─── Dataset content

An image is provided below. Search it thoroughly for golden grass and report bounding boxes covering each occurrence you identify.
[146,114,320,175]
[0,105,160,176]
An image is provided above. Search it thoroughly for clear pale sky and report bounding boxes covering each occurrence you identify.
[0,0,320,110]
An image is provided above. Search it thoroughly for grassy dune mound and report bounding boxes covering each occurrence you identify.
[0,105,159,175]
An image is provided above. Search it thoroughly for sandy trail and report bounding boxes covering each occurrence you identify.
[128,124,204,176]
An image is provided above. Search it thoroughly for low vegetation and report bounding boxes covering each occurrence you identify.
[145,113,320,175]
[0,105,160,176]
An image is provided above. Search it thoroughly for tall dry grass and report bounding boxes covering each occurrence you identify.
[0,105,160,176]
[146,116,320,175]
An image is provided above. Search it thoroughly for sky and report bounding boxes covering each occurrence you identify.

──────
─── Dataset content

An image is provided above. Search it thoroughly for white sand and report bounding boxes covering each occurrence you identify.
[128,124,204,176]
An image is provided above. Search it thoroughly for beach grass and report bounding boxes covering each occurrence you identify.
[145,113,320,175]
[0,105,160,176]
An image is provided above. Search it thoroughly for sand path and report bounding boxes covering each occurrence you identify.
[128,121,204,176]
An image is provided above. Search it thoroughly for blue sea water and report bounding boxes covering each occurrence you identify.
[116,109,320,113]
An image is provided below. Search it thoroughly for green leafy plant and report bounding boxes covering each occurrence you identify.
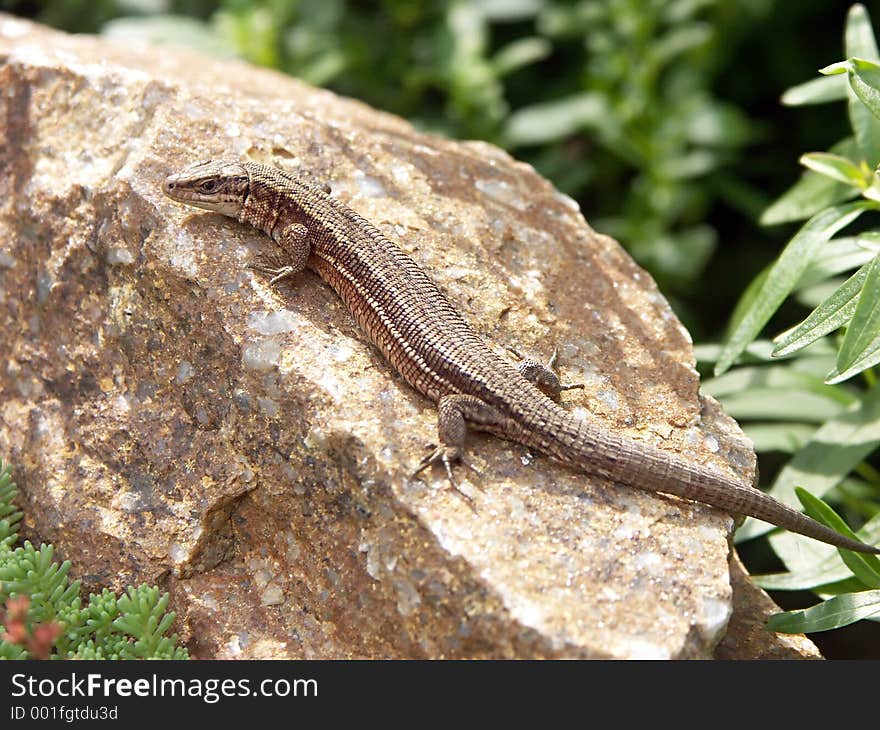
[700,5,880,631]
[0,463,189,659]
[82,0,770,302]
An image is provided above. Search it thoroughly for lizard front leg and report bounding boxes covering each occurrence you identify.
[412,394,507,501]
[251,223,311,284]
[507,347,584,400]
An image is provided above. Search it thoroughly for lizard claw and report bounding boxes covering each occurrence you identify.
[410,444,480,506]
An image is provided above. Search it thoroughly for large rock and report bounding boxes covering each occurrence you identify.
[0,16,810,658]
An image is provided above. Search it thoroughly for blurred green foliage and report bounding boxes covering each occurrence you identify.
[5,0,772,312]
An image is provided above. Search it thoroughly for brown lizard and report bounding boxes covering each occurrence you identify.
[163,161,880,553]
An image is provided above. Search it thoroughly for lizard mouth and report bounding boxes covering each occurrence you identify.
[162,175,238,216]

──────

**Direction**
Print the listing again from the line containing "An image is provided below. Search it thoroughly for green" through the line containing "[162,175,238,216]", both included and each line unchanged, but leave the pictures out.

**Task response**
An image is provided below. Search it thoroughly for green leafy plant and report bounding boxes covering each occurrence you identify.
[700,5,880,631]
[0,463,189,659]
[82,0,770,302]
An image is provided above. Search it thoroughly for lizard front leg and report bounding boxes covering each occurrence you identify.
[412,394,507,501]
[251,223,311,284]
[507,347,584,400]
An image is provided above. Search it thoroughly for lizard claw and report bounding boxes covering each occurrence you identify.
[410,444,480,506]
An image is provided above. Search it thoroughly for large rock and report bounding boxes covering each occurrence you identify.
[0,16,810,658]
An image is provided above. Search it thoroughly for blurred green foliage and report bounding boxes covering each occurrence you identify.
[5,0,772,312]
An image is provided above. Search it thoroughly for brown lizard and report bounding boxes covering each occurrence you identify.
[163,161,880,553]
An image is provided above. Search it thoroughly for lizard mouth and report bounding boxes covering each occurrence you identify.
[162,175,238,216]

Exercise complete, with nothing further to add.